▶ [TASK BRIEF]: Reproduce the material below line for line, character for character, omitting the pictures.

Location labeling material

§

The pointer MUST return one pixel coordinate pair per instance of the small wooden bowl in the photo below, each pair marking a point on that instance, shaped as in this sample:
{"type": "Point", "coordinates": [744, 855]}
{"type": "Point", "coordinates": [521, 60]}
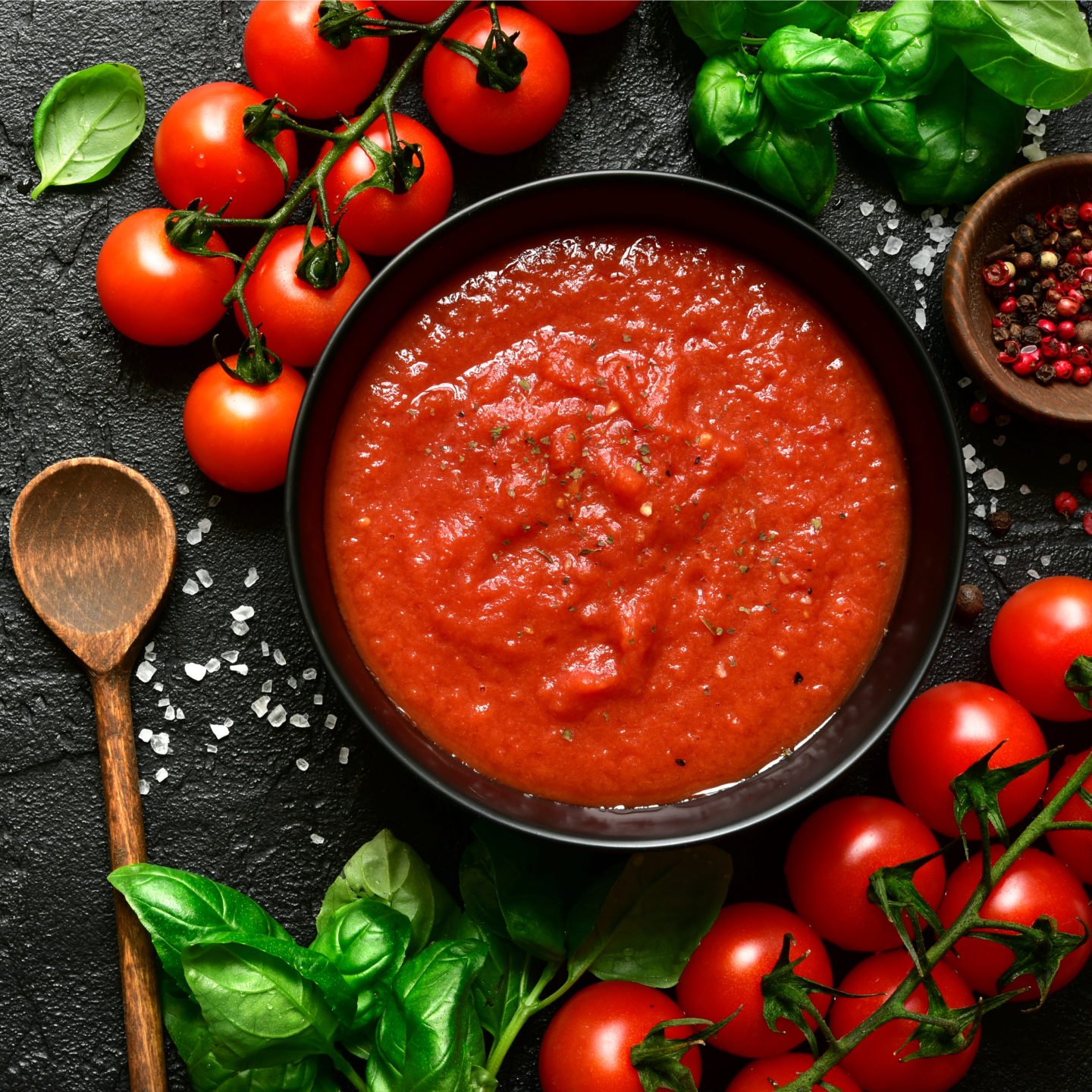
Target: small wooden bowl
{"type": "Point", "coordinates": [968, 309]}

§

▶ [TASK RESULT]:
The pointer MUST return one pixel coordinate pair per instance of the small wooden bowl in the photo below, each pair marking a point on that instance, shaped as in this sample:
{"type": "Point", "coordinates": [744, 855]}
{"type": "Point", "coordinates": [521, 60]}
Target: small wooden bowl
{"type": "Point", "coordinates": [968, 309]}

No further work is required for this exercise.